* _Written exercise A_:
Translate this sentence from the ltp failures message into Spanish: "We've seen intermittent issues on the autobuilder where some ltp tests fail or hang."

* _Text_:

··········

All of lore.kernel.org
 help / color / mirror / Atom feed
* Re: [swat] ltp failures on autobuilder
       [not found] <1687473EDD63E45B.21776@lists.yoctoproject.org>
@ 2021-06-11 11:36 ` Richard Purdie
       [not found] ` <168784123C10B53A.9125@lists.yoctoproject.org>
  1 sibling, 0 replies; 4+ messages in thread
From: Richard Purdie @ 2021-06-11 11:36 UTC (permalink / raw)
  To: swat, openembedded-core, Bruce Ashfield, Randy MacLeod, Paul Gortmaker

On Thu, 2021-06-10 at 18:02 +0100, Richard Purdie via lists.yoctoproject.org wrote:
> Noting down what we know about the ltp issue:
> 
> We've seen intermittent issues on the autobuilder where some ltp tests fail or 
> hang. I've been trying to figure out how to reproduce the issue and narrow down
> the cause.
> 
> I was able to isolate a patch which reproduces the issue for me:
> 
> http://git.yoctoproject.org/cgit.cgi/poky-contrib/commit/?h=rpurdie/t222&id=d7d65aae104caa03afc28837b0abe0b486d5a8b8
> 
> with master-next, setting:
> 
> IMAGE_INSTALL_append = ' ltp' 
> TEST_SUITES = 'ping ssh ltp' 

also:

IMAGE_CLASSES += "testimage"
QEMU_USE_KVM_qemux86-64 = "True"


> then 
> 
> bitbake core-image-sato; bitbake core-image-sato -c testimage
> 
> where the issue shows up as a kernel "BUG:" in the logs in WORKDIR/testimage/qemu_*
> 
> The above patch runs the minimum of ltp tests I could find which replicate the issue.
> 
> I've reproduced this on 5.10.1 -> 5.10.42, 5.4.123 and 5.13-rc5.
> (and we've ruled out linux-yocto with plain kernels)
> Also reproduced on both qemu 6.0.0 and 5.2.0.
> 
> My build machine is an Ubuntu 20.04.2 LTS with:
> Linux version 5.4.0-74-generic (buildd@lgw01-amd64-038) (gcc version 9.3.0 (Ubuntu 9.3.0-17ubuntu1~20.04)) #83-Ubuntu SMP Sat May 8 02:35:39 UTC 2021

Good news (for me) is that Randy and Paul can now reproduce this with the above 
additional key pieces of config.

We have confirmed that the issue is present:

* with gcc 11.1.1 and 10.3
* in hardknott
* if QB_SMP is disabled (i.e. in a single processor qemu)

··········

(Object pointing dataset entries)
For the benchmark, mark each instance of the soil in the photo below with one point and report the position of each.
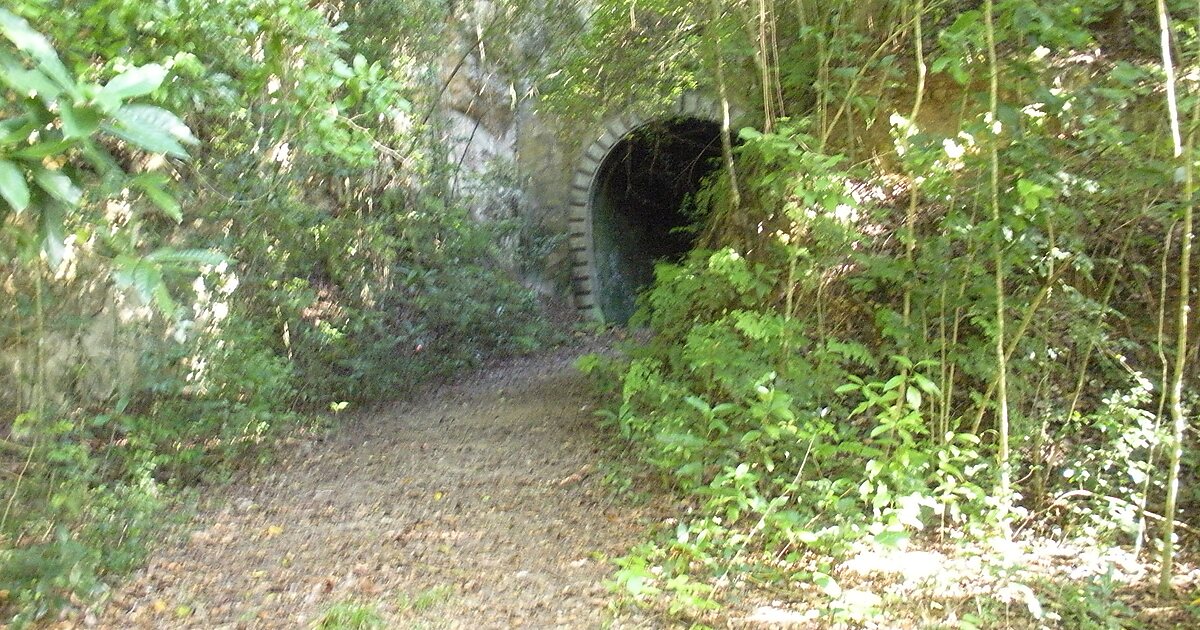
(480, 505)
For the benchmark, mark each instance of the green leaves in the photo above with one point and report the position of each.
(135, 82)
(12, 186)
(153, 129)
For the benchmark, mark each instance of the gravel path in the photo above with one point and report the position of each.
(478, 507)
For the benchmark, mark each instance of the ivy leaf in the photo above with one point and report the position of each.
(13, 187)
(36, 46)
(28, 82)
(135, 82)
(153, 185)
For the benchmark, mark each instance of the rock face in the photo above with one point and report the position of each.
(507, 161)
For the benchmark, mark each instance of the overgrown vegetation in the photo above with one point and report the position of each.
(940, 298)
(915, 319)
(199, 251)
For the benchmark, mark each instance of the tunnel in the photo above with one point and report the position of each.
(637, 208)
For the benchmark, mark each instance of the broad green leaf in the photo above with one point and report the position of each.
(79, 121)
(135, 82)
(912, 395)
(151, 129)
(49, 232)
(165, 202)
(12, 186)
(59, 186)
(186, 257)
(40, 150)
(37, 47)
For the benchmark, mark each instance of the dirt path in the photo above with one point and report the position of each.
(479, 507)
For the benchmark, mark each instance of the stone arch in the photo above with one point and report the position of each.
(587, 282)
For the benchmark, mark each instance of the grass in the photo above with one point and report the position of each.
(352, 616)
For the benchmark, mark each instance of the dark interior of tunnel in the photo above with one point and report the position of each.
(639, 205)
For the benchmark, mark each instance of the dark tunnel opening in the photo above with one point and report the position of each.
(639, 205)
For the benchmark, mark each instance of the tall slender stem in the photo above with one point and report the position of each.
(1005, 491)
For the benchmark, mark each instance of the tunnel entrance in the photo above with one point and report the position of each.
(637, 207)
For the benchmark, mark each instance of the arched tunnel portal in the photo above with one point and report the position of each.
(629, 203)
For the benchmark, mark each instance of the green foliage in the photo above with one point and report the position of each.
(352, 616)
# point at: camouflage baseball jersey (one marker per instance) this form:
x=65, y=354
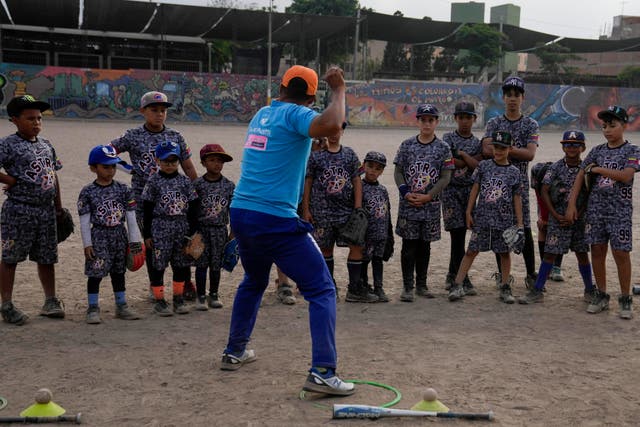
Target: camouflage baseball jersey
x=472, y=146
x=332, y=190
x=609, y=198
x=375, y=201
x=524, y=131
x=170, y=193
x=141, y=143
x=33, y=164
x=215, y=198
x=422, y=165
x=498, y=185
x=106, y=204
x=562, y=176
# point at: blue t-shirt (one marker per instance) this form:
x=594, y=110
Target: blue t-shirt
x=274, y=160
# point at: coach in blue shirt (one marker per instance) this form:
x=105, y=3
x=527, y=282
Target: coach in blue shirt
x=268, y=229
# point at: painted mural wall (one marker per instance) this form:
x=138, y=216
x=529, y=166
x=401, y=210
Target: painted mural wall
x=201, y=97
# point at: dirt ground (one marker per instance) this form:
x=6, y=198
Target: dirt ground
x=546, y=364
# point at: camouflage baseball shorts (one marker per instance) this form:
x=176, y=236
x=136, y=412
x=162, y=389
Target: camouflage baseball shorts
x=109, y=249
x=428, y=231
x=28, y=230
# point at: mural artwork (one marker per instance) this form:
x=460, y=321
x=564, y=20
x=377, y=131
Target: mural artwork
x=201, y=97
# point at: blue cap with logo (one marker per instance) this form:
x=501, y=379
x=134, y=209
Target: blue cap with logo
x=513, y=82
x=427, y=110
x=614, y=111
x=166, y=149
x=573, y=135
x=104, y=155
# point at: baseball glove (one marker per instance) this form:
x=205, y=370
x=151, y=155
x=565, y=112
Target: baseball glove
x=354, y=230
x=195, y=246
x=590, y=178
x=230, y=255
x=64, y=223
x=135, y=256
x=514, y=238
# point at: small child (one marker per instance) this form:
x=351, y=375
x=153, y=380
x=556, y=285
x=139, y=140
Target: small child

··········

* _Written exercise B_:
Output, line for line and unchanged, the stretch of the entries from the line that contains "# point at: coach" through the end of the entries, both ends included.

* _Full answer A_:
Hemos visto problemas intermitentes en el autobuilder en los que algunas pruebas de ltp fallan o se quedan colgadas.

* _Full answer B_:
# point at: coach in blue shirt (one marker per instance) this form:
x=105, y=3
x=527, y=282
Target: coach in blue shirt
x=268, y=229
# point at: painted mural wall (one marker per instance) this form:
x=138, y=216
x=529, y=166
x=401, y=210
Target: painted mural wall
x=201, y=97
# point at: dirt ground (one marker per instance) this form:
x=6, y=198
Target: dirt ground
x=546, y=364
# point at: camouflage baseball shorts (one marker per instance) this form:
x=176, y=236
x=136, y=412
x=162, y=389
Target: camouflage baseball shorts
x=109, y=249
x=428, y=231
x=28, y=230
# point at: mural artwork (one marker per instance) this form:
x=460, y=321
x=564, y=20
x=377, y=131
Target: mural artwork
x=201, y=97
# point at: blue cap with logo (one marker per instance) this form:
x=501, y=379
x=134, y=209
Target: blue cap with logo
x=513, y=82
x=427, y=110
x=614, y=111
x=166, y=149
x=573, y=135
x=104, y=155
# point at: baseball glove (one marker per instance) this form:
x=205, y=370
x=151, y=155
x=565, y=112
Target: baseball glove
x=354, y=230
x=195, y=246
x=590, y=178
x=230, y=255
x=64, y=223
x=135, y=256
x=514, y=238
# point at: small child (one marker per instance) this form:
x=351, y=375
x=153, y=380
x=556, y=285
x=139, y=140
Target: small child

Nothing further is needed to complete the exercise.